Can you scale the listing starting with the line with "The client would like the grassy" and going on through the line with "[31,78,39,126]", writing every line out again with its request, but with each bounding-box coordinate in the answers multiplied by 0.35 and rounded to a whole number, halves rounded up? Give only those lines and omit the pictures.

DATA FOR PROCESSING
===============

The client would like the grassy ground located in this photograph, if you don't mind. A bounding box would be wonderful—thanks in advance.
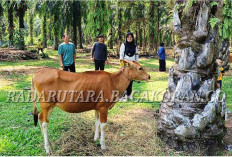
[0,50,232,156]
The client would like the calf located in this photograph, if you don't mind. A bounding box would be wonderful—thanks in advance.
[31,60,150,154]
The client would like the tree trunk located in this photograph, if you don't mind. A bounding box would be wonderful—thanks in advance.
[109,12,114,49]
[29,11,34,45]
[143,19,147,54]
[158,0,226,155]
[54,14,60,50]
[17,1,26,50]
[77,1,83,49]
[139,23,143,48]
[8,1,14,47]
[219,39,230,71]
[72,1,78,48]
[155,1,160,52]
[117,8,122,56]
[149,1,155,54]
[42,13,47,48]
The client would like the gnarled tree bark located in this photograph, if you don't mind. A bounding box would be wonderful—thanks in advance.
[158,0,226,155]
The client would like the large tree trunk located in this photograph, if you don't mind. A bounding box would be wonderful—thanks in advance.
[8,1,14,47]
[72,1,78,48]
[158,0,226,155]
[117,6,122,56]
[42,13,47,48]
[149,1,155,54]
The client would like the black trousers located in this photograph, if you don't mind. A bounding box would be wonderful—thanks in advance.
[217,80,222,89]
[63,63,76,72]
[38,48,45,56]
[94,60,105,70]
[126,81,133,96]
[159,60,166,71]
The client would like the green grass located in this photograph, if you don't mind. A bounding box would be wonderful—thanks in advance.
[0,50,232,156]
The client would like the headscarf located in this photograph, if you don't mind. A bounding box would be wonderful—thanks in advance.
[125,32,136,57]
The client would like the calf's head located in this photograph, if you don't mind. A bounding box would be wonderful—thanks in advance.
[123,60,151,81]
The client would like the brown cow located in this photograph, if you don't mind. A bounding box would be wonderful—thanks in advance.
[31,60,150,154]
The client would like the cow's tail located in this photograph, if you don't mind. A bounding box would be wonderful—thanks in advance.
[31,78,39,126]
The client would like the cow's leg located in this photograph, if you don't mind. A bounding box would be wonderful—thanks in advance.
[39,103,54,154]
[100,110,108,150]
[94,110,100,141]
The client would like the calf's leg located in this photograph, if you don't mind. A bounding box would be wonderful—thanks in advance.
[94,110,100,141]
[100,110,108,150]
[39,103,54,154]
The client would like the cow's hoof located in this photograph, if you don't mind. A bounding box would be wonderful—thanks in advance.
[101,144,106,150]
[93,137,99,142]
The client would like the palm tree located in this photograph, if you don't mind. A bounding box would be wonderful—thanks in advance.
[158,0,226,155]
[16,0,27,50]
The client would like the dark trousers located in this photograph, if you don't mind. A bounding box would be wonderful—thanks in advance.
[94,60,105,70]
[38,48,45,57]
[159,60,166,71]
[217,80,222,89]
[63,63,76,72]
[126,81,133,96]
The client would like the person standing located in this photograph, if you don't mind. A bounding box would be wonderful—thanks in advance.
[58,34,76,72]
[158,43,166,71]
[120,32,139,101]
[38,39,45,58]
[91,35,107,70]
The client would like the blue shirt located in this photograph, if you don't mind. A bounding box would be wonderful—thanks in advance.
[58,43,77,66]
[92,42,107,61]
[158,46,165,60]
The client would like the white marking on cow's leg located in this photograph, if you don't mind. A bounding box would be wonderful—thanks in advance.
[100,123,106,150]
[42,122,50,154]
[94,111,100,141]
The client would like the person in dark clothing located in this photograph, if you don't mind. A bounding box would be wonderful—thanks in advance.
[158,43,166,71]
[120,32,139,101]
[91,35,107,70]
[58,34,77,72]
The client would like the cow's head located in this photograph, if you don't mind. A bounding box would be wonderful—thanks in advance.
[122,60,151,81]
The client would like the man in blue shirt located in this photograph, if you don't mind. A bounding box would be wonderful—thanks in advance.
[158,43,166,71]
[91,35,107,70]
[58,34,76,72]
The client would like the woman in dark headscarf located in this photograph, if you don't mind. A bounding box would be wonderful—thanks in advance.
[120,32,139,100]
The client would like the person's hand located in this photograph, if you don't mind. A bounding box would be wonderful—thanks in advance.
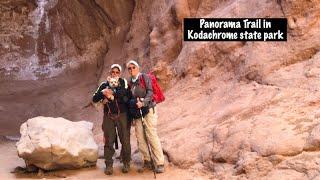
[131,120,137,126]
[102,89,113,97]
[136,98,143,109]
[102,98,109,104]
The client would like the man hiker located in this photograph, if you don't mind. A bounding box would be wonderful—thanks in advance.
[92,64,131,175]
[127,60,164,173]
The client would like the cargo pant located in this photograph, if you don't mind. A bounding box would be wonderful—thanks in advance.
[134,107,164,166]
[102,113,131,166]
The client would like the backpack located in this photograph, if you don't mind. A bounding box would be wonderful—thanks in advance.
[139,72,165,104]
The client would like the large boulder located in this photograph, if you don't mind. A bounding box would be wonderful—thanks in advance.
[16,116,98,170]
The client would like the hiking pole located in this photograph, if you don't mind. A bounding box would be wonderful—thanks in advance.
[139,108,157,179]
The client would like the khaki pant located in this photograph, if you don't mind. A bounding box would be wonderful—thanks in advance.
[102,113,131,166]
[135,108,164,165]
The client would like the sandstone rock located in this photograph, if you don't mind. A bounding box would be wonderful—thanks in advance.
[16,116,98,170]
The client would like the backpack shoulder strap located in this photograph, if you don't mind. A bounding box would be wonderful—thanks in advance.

===============

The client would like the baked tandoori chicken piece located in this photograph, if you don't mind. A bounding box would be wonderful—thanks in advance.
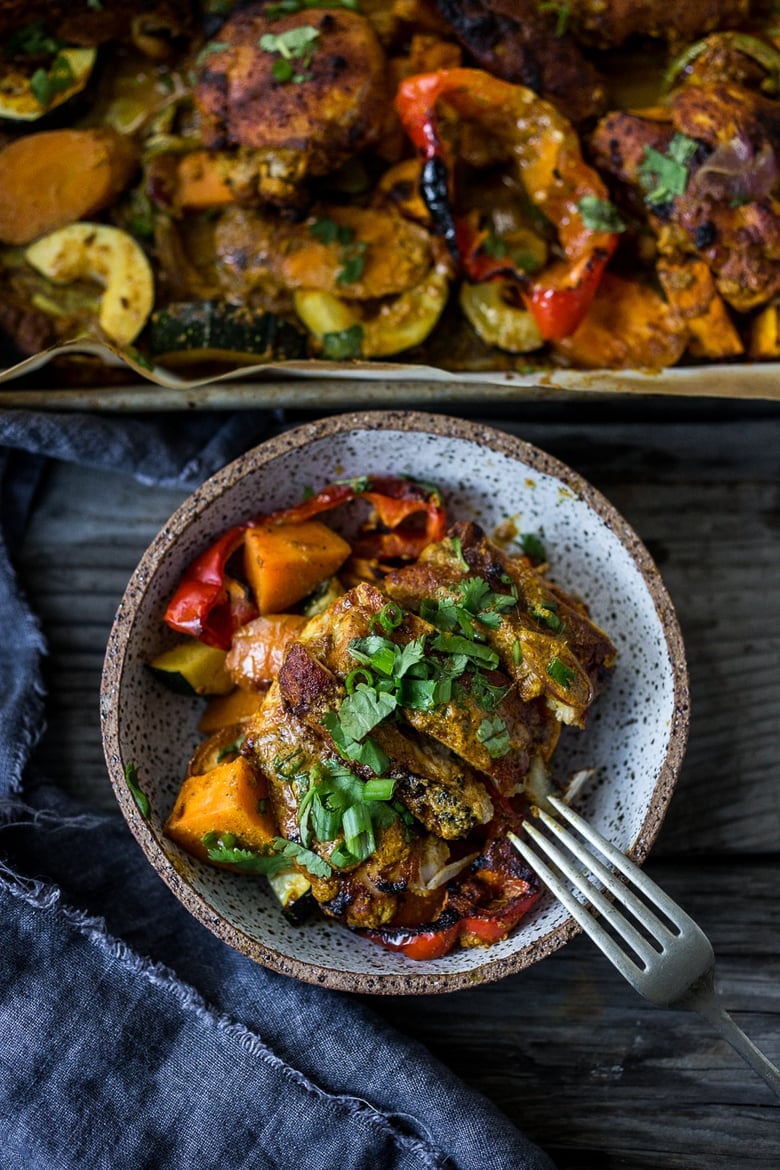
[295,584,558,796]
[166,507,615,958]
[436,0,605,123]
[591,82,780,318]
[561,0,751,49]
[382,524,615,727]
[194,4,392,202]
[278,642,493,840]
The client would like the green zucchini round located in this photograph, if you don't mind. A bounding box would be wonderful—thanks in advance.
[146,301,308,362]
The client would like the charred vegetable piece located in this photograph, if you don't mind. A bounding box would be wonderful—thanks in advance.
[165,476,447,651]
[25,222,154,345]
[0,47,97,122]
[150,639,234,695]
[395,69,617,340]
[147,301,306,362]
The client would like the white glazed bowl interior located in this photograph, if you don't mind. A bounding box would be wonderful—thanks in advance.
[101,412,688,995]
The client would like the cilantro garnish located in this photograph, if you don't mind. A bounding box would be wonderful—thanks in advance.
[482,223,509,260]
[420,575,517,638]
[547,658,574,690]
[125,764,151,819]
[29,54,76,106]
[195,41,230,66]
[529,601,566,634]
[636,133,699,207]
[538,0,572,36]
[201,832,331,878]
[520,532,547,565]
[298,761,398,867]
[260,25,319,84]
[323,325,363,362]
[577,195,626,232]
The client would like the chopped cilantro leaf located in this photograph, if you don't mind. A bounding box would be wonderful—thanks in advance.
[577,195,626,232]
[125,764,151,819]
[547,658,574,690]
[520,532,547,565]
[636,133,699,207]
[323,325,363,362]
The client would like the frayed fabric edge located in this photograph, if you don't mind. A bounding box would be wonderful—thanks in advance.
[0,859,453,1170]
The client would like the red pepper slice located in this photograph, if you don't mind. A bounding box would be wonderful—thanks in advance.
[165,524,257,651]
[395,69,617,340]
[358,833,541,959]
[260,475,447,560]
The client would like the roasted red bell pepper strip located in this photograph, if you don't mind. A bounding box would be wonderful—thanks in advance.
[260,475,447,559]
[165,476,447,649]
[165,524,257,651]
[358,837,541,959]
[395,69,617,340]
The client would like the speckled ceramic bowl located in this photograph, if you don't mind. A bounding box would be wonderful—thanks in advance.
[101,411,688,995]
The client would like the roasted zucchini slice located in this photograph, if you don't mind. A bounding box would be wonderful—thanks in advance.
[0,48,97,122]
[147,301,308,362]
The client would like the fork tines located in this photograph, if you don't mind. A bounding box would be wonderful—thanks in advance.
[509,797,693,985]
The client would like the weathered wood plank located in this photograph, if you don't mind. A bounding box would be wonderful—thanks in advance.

===============

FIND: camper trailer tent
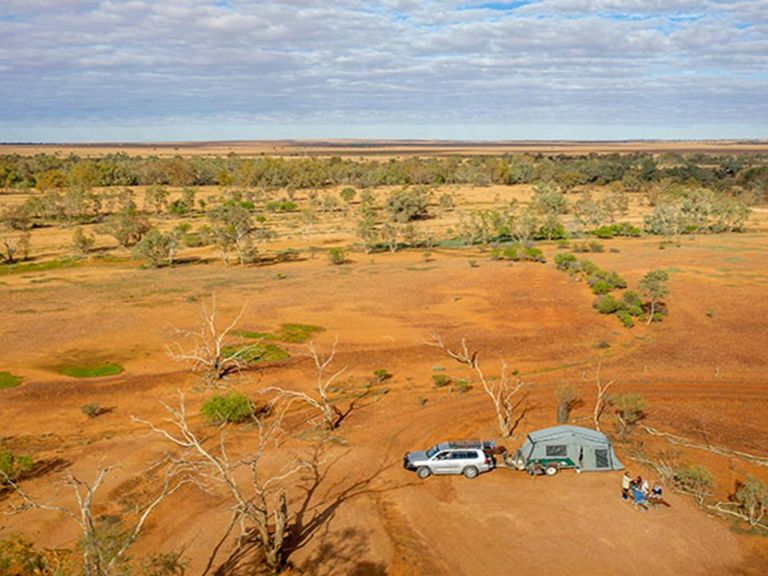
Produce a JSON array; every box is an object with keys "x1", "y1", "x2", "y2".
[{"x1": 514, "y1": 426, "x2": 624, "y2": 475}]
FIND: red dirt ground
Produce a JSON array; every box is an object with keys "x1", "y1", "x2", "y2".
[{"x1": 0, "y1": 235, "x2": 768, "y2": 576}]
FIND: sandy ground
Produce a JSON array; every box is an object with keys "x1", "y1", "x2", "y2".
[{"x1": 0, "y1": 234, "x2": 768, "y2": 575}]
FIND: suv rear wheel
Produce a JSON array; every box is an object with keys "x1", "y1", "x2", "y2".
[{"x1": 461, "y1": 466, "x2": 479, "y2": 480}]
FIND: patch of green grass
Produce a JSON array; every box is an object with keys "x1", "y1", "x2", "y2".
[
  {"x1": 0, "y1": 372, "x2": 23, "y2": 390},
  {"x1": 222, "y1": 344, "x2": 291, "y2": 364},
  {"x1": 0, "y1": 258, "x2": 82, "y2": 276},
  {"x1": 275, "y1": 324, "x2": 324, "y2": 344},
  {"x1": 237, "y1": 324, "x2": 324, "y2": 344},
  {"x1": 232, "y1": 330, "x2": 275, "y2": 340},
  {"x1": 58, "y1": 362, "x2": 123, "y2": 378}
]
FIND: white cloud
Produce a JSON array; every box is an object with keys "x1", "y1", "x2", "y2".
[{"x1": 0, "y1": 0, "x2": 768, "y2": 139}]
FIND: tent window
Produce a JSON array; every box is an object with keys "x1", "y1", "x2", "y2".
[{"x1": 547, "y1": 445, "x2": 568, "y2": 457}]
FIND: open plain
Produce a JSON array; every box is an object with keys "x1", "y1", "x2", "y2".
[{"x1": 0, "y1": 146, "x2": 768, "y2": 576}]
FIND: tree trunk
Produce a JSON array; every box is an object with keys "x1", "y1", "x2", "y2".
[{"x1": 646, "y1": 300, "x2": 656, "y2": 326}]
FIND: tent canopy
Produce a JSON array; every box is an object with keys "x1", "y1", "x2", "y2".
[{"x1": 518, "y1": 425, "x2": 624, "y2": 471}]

===============

SOLUTION TO THIS PROBLEM
The client would like the grassy ground located in this photograph, if you don't mind. A bounding box would be wonderful—thanks in advance.
[0,18,81,55]
The client would like the calf located in this photograph, if you don't mind. A bounding box would be wonderful—thanks in advance.
[11,21,53,54]
The client would like the tree trunk located in this photograph, if you don't mind. A bounding box would be wonderful—thanks in advance.
[38,4,40,17]
[10,4,12,16]
[50,7,51,19]
[55,0,79,54]
[19,5,21,18]
[6,0,9,18]
[27,0,29,17]
[49,8,50,17]
[3,0,5,16]
[77,14,81,25]
[25,0,27,17]
[54,0,56,18]
[41,3,43,20]
[52,0,54,19]
[15,5,16,17]
The client would like the gnarled tree bark located in this photograph, if you don't mind. A bounding box would be wonderful—thanks in advance.
[55,0,79,54]
The client would like the large tree trunk located in this photograph, if you don't mind. A bounding box would be wonderful—thanks in advance.
[3,0,5,16]
[25,0,27,17]
[55,0,79,54]
[41,2,43,20]
[15,5,16,17]
[52,0,54,19]
The client would like the black trousers located in this photograph, if you don't mind. A bounding box would be wonderful—thanks in advance.
[76,28,78,31]
[22,22,27,25]
[13,17,16,20]
[33,21,37,25]
[44,28,47,34]
[56,21,58,25]
The client would like the green grass located in this photograph, if you don't mind. A bounding box would be wonderful—thanks in advance.
[0,18,81,55]
The client would like the headscarf located in this photograph, if you don't mind. A bounding box would be wonderful—thanks in advance.
[44,11,48,20]
The client would like the calf's head located in this photograph, if you don't mind. A bounding box would be wonderful—thanks in advance.
[43,21,53,28]
The client would like the brown cow located in this photograph, if you don't mind. A bounding box would be wonderful—thanks in advance.
[11,21,53,54]
The client would like the cow's tail located in this photograph, if you don't mind. A bounding box would be wonderful—thanks in advance.
[11,27,14,44]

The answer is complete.